**HOW TO COMPLETE THIS TASK**.
Pick up the passage below on truth and responsibility in designing systems and keep writing it from its final sentence onward.

**TEXT**.
________

Regardless of anyone’s opinion or perspective, or my opinion or my perspective, or what part of the world I was born in, or what part of the world you were born in, or what language you speak, or what language I speak, we can always count on 1 +1 = 2. And that’s the power of basing your system in the immutable quality of truth, which is grounded in math.
Now in the post we’re going to be discussing the qualities of truth, which can greatly benefit systems and society in general; and how when applied, it can have a powerful knock on effect. We’re going to analyze the impact of not having truth present in a system, and the ramifications for both the users and the creators, or the system, or the business. And then apply truth to this and see what would happen, when positive change kicks in, when this very powerful principle is implemented.
The other half of the truth is responsibility.
This invokes a lot of rebellion in the majority of people, including me. The word responsibility, depending on how it’s used, it can be taken badly, understandably. Given that the systems that were designed by our/your caregivers and the environment generally, were probably not either consistent, or loving.
But when you have the role of designing a system, there are factors that should take some very serious consideration. For example, if my system or business has a net negative consequence on humanity, for the sole purpose of creating wealth for me, then we can see that the creation of this system is rooted in a selfish desire. Therefore, it’s ultimately not aligned with responsibility, and it will more than likely not be sustainable either. And this will bring a great deal of suffering to a lot of people that interact with the system, and the creator of the system, upon creation.
Now, a lot of businesses, systems, governments, don’t consider this core value when designing something, at all, you can see it everywhere we look. Often time, once the goal is met, the papers signed off and we go to the races, because we’re chasing the dollar… but a system which is perfect in design considers all things. Or maybe not perfect, but trying to achieve perfection, considering all things, including the knock off effects it will have on people, animals, businesses, governments and the environment.

________

**DATA BELOW**.
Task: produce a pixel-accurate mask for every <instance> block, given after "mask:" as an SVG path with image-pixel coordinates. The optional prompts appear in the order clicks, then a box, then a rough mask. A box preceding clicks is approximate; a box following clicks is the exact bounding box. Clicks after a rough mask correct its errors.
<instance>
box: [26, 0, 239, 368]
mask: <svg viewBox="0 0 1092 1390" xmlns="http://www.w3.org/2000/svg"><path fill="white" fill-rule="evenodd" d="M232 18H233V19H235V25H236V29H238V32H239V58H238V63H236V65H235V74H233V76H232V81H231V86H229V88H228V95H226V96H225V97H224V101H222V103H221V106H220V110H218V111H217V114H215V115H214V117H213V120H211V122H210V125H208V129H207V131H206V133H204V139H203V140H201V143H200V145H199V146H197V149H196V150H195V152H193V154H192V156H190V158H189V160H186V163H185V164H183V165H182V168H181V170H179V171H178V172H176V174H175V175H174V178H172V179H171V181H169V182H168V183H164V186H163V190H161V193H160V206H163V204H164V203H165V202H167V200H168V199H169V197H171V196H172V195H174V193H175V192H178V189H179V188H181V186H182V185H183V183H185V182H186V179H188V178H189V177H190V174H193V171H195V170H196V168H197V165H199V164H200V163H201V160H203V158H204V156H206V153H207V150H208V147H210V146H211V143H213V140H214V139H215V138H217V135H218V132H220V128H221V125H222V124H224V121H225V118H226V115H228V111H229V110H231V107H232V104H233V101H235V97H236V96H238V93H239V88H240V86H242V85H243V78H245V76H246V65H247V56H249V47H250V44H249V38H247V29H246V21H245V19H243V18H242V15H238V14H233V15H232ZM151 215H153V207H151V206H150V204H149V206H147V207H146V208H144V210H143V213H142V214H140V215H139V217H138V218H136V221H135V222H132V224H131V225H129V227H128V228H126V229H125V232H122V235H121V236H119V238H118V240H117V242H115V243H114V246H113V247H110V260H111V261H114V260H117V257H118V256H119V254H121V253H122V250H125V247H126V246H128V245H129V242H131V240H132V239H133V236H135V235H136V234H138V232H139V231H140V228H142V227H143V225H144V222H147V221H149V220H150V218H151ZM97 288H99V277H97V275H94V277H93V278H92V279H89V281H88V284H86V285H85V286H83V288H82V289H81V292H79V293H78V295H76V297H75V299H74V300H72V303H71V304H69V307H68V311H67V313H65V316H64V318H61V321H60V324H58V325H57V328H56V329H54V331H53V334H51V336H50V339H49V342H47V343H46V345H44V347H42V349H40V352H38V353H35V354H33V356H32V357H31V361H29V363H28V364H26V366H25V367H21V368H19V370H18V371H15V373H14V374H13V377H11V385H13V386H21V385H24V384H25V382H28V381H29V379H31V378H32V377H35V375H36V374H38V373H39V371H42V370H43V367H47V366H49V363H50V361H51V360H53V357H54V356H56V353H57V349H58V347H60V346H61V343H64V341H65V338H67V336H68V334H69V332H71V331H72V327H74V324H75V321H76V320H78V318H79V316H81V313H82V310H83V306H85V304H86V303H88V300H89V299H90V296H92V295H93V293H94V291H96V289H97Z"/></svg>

________

**ANSWER SECTION**.
As a nice example of this, the world has suffered quite severely due to big business having very little to no responsibility at all, in the never ending search for more profit. Now, future generations may suffer very real problems due to the poor decisions made by today’s generation or last generation of people who didn’t consider this principle in their creation.
In the post, we’re going to discuss the importance of this principle in all systems. We’re gonna analyze systems which have this quality and we’re gonna see how this is catalyst for good, and while systems which don’t have this quality end up with the severe consequences as a net negative to everything around them.
Decentralization by definition, is the movement of departments, or of a large organization, or functions of a protocol from one single administrative point to several locations. So rather than just have one single point of failure, you have multiple locations. You spread the risk around. It makes it a lot more difficult for this to be shut down.
We can’t knock the importance of this in a solid system. You probably hear a lot of arguments going around and in the cryptocurrency space when it comes to decentralization. It’s a very heated debate, because it’s an important topic when decentralization is applicable or logical. In all things it’s not logical, and in some it’s critical.
If you think back to Napster as an example, Napster set out to disrupt the music industry. Some of you may not be aware of what Napster was. It was basically, at its core, a file sharing platform. It did have a centralized point of authority, and ultimately the government shut it down, and the owner of Napster met some pretty severe consequences as a result.
Out of that evolved something called BitTorrent, which is decentralized. This can’t be shut down that easily due to its decentralized nature. The tracker shares the IP addresses with other BitTorrent clients in the swarm, allowing them to connect to each other. And once they’re connected, the BitTorrent clients download files in the torrent in small pieces. Downloading all the data it can get until eventually the whole file is completed. You can have say 100 people sending you parts of that file until you get the whole file.
So it’s a cool way to send data. And, again, it can’t really be shut down. If it could have been easily shut down, it definitely would have already. Now think about this when it’s applied to something that you’re trying to create, for example.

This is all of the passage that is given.